▶ **WHAT TO DO**: Copy the lines below word for word, leaving out the pictures.

Excerpts of pointing data
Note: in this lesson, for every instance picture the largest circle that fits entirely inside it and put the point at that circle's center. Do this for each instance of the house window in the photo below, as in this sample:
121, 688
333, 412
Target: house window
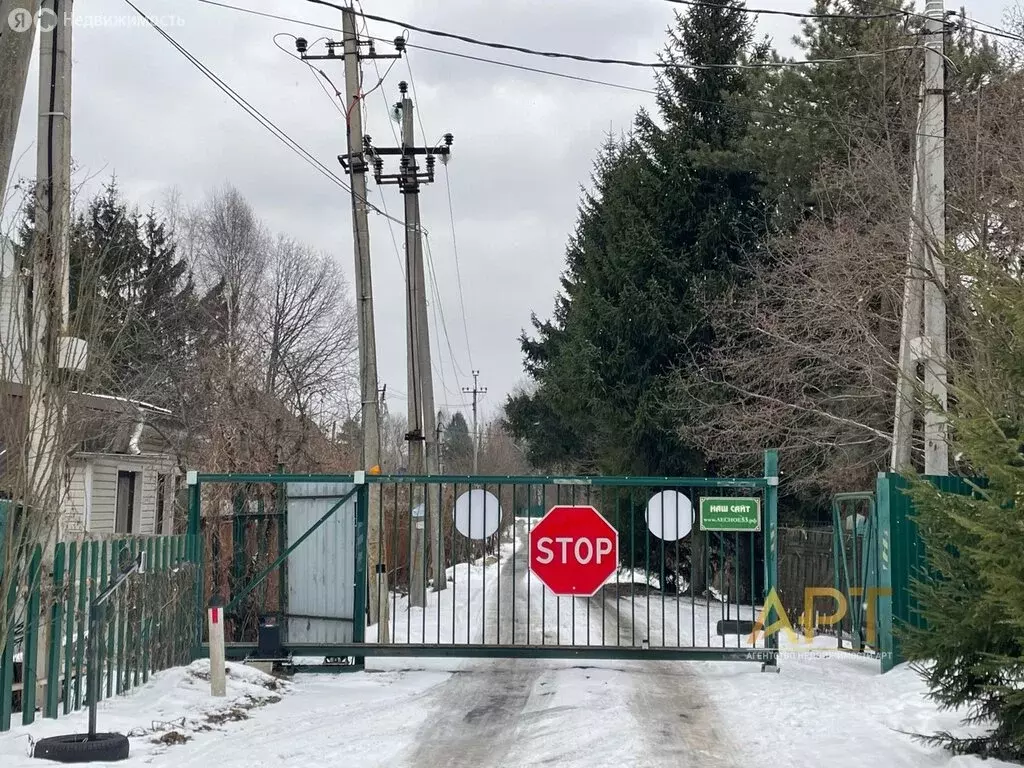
126, 503
87, 496
161, 502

▶ **WRITTEN ANSWER**:
Note: in this lesson, for every instance picture the largest circle that fits entirely inside it and put the point at that circle's center. Do this for each instance of the house window in the photo below, as in this sample:
121, 688
333, 412
Target: house window
126, 503
87, 496
161, 502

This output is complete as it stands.